Problem requirements = Nothing in the records may be changed; retype them in full.

[Dataset entries]
------------------------
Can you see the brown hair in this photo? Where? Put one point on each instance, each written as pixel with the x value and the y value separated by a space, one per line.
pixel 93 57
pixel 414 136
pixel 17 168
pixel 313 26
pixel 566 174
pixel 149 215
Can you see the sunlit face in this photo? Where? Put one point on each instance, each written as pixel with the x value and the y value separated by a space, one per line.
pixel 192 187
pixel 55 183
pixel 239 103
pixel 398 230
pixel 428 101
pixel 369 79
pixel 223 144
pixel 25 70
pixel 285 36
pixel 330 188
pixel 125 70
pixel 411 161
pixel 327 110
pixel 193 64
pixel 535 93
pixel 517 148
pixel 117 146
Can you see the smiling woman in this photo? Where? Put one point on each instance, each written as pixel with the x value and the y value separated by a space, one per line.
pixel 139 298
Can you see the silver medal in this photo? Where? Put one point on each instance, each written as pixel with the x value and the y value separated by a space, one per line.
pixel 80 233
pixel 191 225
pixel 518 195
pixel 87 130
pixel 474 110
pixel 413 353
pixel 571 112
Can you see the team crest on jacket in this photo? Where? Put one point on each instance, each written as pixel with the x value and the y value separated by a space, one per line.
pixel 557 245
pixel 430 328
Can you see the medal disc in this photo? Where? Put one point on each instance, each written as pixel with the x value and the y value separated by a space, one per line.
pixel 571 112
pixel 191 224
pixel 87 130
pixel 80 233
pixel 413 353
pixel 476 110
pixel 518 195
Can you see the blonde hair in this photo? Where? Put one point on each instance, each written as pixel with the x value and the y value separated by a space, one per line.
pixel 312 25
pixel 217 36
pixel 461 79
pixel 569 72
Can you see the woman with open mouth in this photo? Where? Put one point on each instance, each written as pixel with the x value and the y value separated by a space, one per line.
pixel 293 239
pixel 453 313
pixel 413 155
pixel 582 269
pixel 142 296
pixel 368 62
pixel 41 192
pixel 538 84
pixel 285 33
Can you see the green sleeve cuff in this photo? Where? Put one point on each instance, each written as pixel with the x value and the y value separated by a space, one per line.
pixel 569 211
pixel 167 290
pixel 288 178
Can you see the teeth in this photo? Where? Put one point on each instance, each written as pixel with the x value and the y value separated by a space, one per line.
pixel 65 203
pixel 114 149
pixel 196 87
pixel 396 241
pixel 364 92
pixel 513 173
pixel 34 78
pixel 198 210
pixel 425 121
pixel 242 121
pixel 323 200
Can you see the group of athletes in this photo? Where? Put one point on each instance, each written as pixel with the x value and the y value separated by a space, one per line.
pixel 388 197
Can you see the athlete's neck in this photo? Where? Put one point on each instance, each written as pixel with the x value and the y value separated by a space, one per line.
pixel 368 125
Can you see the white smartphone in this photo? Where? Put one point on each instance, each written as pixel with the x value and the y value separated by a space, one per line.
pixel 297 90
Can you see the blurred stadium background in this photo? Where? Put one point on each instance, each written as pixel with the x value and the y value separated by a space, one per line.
------------------------
Solution to this exercise =
Can you see the brown hair in this photo? Where? Put one point on each instance, each written as pixel with the x value and the y value separated by a space, one per line.
pixel 93 57
pixel 414 136
pixel 17 168
pixel 313 26
pixel 566 174
pixel 149 215
Can you see the sunlit face in this photo? Where? Put one point on each instance, each written as pixel with the x value and the y value separated by a space, one per line.
pixel 192 187
pixel 55 183
pixel 239 103
pixel 398 230
pixel 428 101
pixel 369 79
pixel 223 144
pixel 25 70
pixel 285 36
pixel 330 188
pixel 125 70
pixel 411 161
pixel 327 110
pixel 193 64
pixel 535 93
pixel 517 148
pixel 117 146
Can you see the smiling woman in this photo? Where? Put one point on each instance, each written as pixel with the x value and the y value separated by a space, one per line.
pixel 139 298
Can you see the silver medal in this photo? Where? Put one point on each instance, each written as pixel with the x value and the y value separated by a space, one per line.
pixel 80 233
pixel 191 225
pixel 518 195
pixel 87 130
pixel 474 110
pixel 413 353
pixel 571 112
Can you see the team crest on jacket in this photo? Where? Put one point on each instance, each written as pixel with the x value and the y value separated by a space, one per line.
pixel 557 245
pixel 430 328
Can you see the medal disc in this photo? Where? Put one point on each instance, each written as pixel with the x value and the y value separated by a space, one per line.
pixel 571 112
pixel 191 224
pixel 87 130
pixel 80 233
pixel 413 353
pixel 476 110
pixel 518 195
Can you see the blonde hair in this photo? Where? Put one point on each instance, each written as pixel with the x value and the y value separated by a space, one per line.
pixel 312 25
pixel 217 36
pixel 461 79
pixel 569 72
Can you see the woman with open mouth in this photo? Where? Put one point on each instance, each written as pixel with the x value and the y value separated by a space, one per line.
pixel 293 239
pixel 453 313
pixel 413 155
pixel 582 269
pixel 142 296
pixel 368 62
pixel 41 192
pixel 538 84
pixel 285 33
Can you see the green sleeve cuff in this photo? Where? Put one point on each instance, each written as pixel with the x value and the y value separated by a space, one per line.
pixel 569 211
pixel 167 290
pixel 288 178
Can you see the teeth in this photo? Where? Put one point on each instance, each written as pixel with the x value and the y value separated by a space, one per line.
pixel 65 203
pixel 114 149
pixel 196 87
pixel 396 241
pixel 364 92
pixel 513 173
pixel 34 78
pixel 198 210
pixel 425 121
pixel 242 121
pixel 323 200
Can you see the group of athletes in this photo? Where? Put one point on each instance, each written as pixel with the x value and the y value separated by a space, one per line.
pixel 388 197
Can you see the athlete's neck in this photo? Where? Put one point on each instance, each written as pixel with the x value and the y value separated by a space, one per line.
pixel 368 125
Can you see the white smartphone in this photo? Where? Put one point on each instance, each written as pixel with the x value and the y value separated by a space, one per line.
pixel 297 90
Can you see the blurred stadium background in this photo? Where? Put one point on each instance, each written as pixel with the x value and the y value separated by a space, one per line.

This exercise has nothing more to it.